_TASK OBJECTIVE_
What you return must be every line below that includes the word "wing".

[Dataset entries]
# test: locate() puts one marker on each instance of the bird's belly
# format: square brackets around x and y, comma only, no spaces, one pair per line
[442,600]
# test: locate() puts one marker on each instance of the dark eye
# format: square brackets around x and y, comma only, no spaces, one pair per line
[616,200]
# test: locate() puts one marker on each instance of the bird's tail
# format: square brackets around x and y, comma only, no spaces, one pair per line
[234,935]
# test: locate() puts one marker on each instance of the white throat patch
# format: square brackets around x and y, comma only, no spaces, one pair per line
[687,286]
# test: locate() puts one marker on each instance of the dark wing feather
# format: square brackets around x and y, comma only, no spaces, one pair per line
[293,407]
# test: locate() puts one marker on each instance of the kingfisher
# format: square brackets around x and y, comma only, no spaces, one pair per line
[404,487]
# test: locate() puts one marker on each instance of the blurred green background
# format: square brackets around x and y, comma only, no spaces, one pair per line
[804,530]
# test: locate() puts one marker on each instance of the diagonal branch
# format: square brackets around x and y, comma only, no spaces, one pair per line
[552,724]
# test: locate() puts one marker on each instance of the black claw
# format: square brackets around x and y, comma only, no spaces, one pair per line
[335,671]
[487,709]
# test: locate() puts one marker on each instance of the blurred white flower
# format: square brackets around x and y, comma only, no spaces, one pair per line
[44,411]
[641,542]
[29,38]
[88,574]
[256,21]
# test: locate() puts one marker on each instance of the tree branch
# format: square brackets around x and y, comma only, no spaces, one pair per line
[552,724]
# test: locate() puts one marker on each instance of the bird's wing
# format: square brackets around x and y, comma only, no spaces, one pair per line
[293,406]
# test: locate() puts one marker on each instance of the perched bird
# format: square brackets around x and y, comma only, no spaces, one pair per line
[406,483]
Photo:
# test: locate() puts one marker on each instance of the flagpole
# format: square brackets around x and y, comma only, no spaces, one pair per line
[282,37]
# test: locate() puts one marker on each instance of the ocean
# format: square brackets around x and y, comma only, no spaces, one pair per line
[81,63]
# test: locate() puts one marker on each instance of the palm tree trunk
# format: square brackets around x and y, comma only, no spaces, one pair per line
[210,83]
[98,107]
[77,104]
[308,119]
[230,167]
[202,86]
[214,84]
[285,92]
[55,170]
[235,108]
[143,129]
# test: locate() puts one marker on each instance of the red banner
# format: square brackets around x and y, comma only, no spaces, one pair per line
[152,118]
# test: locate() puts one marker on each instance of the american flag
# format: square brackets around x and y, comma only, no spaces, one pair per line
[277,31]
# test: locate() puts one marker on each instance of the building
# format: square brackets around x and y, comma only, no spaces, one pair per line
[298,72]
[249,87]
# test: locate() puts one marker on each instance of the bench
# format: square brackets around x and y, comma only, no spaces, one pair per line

_RESULT OF THE TASK_
# test: locate() puts one marker on each instance of the dark wing feather
# test: locate() puts one marker on each instance of the bird's wing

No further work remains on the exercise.